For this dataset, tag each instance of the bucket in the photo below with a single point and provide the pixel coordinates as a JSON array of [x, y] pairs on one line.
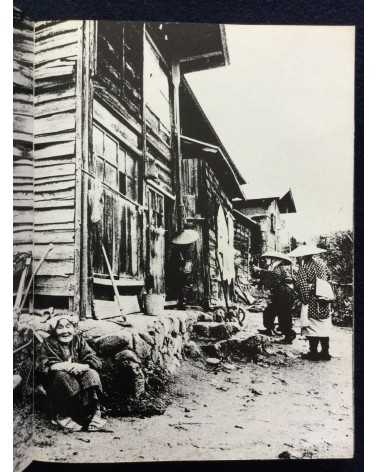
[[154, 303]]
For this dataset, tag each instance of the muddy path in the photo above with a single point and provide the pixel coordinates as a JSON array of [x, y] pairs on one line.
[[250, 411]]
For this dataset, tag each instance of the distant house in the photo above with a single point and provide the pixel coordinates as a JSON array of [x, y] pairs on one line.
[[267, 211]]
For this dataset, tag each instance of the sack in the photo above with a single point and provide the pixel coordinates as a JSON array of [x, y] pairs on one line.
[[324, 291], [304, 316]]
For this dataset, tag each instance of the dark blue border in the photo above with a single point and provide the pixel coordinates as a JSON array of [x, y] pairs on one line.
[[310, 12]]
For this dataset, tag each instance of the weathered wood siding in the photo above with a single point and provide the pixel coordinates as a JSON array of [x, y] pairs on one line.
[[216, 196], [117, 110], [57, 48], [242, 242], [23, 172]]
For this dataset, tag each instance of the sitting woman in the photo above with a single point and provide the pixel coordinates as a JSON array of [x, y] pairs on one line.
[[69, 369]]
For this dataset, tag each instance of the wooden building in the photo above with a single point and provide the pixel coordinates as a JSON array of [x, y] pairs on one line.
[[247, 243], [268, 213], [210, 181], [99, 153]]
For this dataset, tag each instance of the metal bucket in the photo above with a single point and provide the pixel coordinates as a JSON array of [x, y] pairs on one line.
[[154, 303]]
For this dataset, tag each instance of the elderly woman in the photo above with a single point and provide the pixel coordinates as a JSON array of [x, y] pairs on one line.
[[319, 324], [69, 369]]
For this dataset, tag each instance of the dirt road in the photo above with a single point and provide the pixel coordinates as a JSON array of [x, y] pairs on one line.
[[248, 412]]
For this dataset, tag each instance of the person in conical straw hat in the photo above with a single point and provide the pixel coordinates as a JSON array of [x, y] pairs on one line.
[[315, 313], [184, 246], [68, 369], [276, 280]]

============================================================

■ WHAT IS REQUIRED
In the entries above, find the line containing "For this dataset, tag each instance of the person". Set down that line and every line after it through the last one, exactly and alone.

■ OUTPUT FOR THIS TASK
For this dataset, tag each instance of the person in conical straw hat in the photo above with a single point and provide the pixel coordinates as a JSON array of [x, y] pairs on one line.
[[315, 313], [184, 246], [68, 369], [276, 280]]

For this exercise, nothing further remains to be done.